**ACTIVITY:** Which lines of the entries below run from the one holding "Outline every instance of the flagpole" to the one holding "Outline every instance of the road", inclusive? Set down exactly those lines and no others.

**DATA RECORDS:**
# # # # #

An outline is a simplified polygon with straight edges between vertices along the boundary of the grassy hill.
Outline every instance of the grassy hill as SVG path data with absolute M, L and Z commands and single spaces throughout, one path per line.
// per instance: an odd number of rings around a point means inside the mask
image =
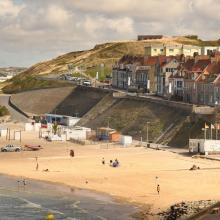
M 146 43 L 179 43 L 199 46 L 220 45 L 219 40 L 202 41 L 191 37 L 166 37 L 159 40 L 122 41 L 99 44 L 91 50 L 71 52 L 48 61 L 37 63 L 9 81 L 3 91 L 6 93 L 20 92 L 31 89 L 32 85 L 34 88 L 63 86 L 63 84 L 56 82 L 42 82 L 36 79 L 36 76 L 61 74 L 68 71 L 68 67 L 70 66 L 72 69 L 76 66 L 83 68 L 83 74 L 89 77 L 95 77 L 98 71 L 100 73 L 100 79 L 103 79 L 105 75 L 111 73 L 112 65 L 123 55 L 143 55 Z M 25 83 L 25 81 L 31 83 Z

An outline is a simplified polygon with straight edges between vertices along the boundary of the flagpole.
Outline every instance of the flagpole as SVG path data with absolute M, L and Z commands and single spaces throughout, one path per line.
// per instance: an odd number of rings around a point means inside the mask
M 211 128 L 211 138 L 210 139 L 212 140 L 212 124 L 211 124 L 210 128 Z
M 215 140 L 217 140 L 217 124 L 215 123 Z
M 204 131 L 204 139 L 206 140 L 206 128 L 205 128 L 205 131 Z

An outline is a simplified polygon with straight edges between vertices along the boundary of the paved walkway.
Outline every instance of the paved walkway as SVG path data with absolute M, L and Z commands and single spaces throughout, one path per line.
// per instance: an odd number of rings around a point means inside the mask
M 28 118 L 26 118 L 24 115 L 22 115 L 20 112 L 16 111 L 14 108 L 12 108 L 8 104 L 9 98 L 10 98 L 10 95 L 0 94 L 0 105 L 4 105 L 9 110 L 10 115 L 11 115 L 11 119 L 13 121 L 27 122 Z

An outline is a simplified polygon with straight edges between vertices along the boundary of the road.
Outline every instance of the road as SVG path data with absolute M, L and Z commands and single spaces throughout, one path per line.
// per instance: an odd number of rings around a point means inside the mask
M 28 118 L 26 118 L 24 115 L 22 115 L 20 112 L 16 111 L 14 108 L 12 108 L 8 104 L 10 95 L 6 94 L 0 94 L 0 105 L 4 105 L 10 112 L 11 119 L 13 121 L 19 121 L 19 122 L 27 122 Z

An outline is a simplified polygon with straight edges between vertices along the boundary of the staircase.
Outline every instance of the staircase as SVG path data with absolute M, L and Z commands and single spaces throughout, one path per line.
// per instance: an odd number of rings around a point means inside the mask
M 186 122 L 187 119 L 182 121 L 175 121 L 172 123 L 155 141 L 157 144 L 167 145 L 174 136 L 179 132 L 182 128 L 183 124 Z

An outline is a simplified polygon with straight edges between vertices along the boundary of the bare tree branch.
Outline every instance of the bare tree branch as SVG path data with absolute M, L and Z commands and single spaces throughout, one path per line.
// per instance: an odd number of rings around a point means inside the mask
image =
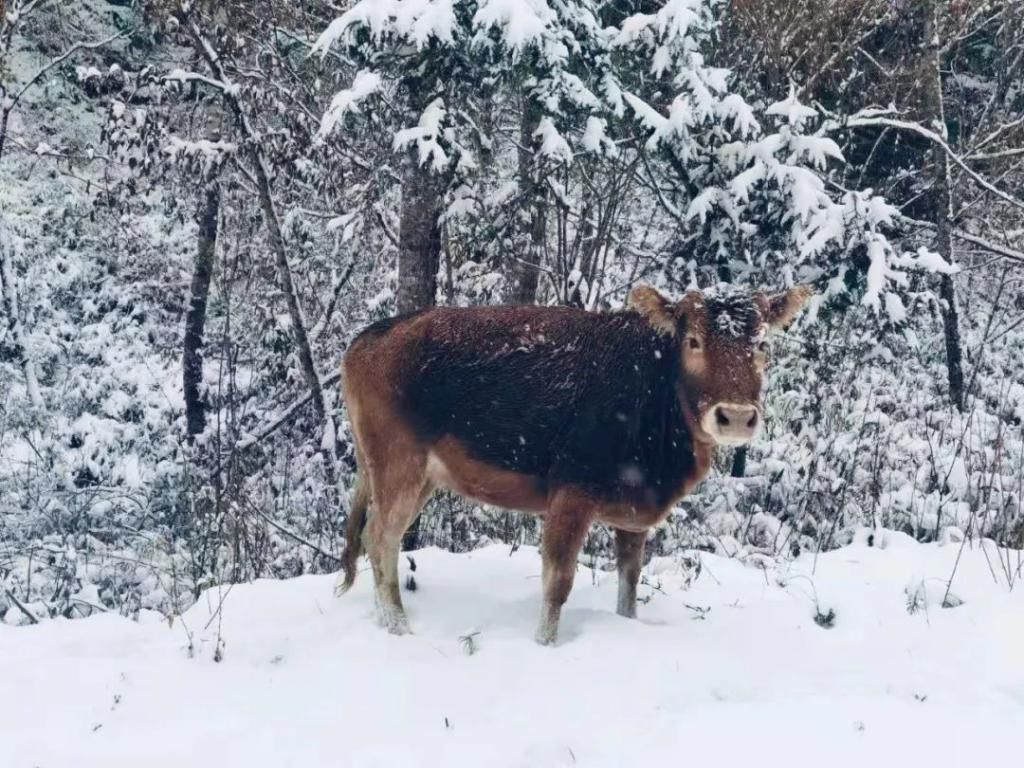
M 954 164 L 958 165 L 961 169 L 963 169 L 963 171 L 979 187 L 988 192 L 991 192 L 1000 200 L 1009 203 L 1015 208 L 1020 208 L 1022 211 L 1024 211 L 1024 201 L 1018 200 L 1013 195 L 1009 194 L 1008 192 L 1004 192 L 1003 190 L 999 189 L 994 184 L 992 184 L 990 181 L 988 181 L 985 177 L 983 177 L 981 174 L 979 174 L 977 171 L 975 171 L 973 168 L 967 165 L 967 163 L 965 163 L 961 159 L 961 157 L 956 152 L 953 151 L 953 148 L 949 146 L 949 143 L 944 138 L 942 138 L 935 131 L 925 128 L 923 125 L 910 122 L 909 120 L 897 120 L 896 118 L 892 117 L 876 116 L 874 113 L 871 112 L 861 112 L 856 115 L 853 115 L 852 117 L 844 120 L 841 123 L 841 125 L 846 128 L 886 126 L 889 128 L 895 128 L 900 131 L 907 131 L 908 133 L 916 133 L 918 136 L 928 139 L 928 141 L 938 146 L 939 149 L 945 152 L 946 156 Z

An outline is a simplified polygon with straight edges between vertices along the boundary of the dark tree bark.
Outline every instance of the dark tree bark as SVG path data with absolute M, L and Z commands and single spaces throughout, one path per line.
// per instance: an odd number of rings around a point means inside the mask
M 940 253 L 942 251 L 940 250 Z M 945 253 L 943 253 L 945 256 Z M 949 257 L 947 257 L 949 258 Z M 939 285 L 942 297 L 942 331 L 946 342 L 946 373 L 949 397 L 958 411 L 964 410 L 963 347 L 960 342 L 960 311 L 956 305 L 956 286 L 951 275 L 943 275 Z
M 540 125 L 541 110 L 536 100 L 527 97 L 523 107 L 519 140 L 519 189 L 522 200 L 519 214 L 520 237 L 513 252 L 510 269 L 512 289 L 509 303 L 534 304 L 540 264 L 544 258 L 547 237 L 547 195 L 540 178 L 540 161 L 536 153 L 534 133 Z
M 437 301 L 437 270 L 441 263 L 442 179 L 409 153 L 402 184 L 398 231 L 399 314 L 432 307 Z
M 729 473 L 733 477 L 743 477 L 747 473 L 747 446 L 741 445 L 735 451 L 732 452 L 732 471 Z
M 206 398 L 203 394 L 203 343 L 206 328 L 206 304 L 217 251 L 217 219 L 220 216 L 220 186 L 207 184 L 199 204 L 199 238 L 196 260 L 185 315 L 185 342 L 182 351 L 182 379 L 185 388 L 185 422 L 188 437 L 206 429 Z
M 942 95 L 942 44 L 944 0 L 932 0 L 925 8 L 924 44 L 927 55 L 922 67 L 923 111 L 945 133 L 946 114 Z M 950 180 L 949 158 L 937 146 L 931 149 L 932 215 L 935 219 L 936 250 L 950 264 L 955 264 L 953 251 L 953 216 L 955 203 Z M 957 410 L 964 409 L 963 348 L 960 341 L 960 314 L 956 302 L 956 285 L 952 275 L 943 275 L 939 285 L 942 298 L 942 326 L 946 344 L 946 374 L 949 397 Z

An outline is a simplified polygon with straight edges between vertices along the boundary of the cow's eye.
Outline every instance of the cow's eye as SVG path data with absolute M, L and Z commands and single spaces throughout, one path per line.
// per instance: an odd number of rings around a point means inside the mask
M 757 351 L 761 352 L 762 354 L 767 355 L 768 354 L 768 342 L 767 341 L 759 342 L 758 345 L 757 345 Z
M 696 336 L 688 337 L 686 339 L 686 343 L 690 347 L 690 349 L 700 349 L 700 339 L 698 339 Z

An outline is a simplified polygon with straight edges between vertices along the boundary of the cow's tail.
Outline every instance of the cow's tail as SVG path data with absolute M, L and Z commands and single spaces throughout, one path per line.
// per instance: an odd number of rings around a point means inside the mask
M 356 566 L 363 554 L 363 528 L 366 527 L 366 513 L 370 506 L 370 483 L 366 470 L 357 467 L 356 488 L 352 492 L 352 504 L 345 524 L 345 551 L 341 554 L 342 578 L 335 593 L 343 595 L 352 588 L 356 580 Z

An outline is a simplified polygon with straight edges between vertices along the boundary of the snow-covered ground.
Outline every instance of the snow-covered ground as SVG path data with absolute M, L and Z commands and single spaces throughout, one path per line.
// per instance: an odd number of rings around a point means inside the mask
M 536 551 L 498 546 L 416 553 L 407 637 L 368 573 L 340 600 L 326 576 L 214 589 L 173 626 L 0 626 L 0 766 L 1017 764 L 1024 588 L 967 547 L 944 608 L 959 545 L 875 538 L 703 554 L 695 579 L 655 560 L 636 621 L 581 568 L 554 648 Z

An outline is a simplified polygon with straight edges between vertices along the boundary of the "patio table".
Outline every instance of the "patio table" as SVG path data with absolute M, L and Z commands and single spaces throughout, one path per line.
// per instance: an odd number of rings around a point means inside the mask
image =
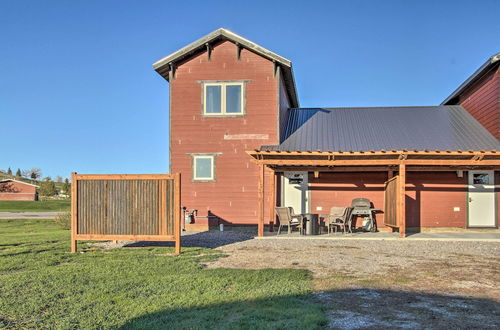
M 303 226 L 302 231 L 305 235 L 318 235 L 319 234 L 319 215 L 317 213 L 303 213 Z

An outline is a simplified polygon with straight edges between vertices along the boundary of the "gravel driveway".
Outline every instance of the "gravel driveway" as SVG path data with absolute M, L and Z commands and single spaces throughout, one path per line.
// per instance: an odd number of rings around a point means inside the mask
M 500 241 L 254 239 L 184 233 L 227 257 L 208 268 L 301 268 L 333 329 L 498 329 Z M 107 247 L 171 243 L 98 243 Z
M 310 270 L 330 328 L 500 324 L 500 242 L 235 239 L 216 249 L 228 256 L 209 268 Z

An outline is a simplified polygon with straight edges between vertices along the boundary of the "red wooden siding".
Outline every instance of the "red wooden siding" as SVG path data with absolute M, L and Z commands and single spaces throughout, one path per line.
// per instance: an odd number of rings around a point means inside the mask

# # # # #

**TASK RESPONSE:**
Outline every instance of the flagpole as SVG path data with absolute M, L and Z commands and single spaces throughout, one path per line.
// per instance: an odd number of rings around a point means inside the mask
M 211 128 L 211 138 L 210 139 L 212 140 L 212 124 L 211 124 L 210 128 Z
M 215 140 L 217 140 L 217 124 L 215 123 Z
M 204 131 L 204 139 L 206 140 L 206 128 L 205 128 L 205 131 Z

An outline is a simplified polygon with straight edges between vertices along the boundary of the paved walkway.
Outline every instance of the paved walkway as SVG path data with absolute M, L and Z commands and single spaces throughout, one path per line.
// per instance: an odd number of rings around a point means inside the mask
M 28 118 L 26 118 L 24 115 L 22 115 L 20 112 L 16 111 L 14 108 L 12 108 L 8 104 L 9 98 L 10 98 L 10 95 L 0 94 L 0 105 L 4 105 L 9 110 L 10 115 L 11 115 L 11 119 L 13 121 L 27 122 Z

An outline is a simplified polygon with straight edges between vertices along the boundary of the road.
Outline every instance of the road as SVG path data with absolute M, L and Z commands and single spaces throughout, one path per line.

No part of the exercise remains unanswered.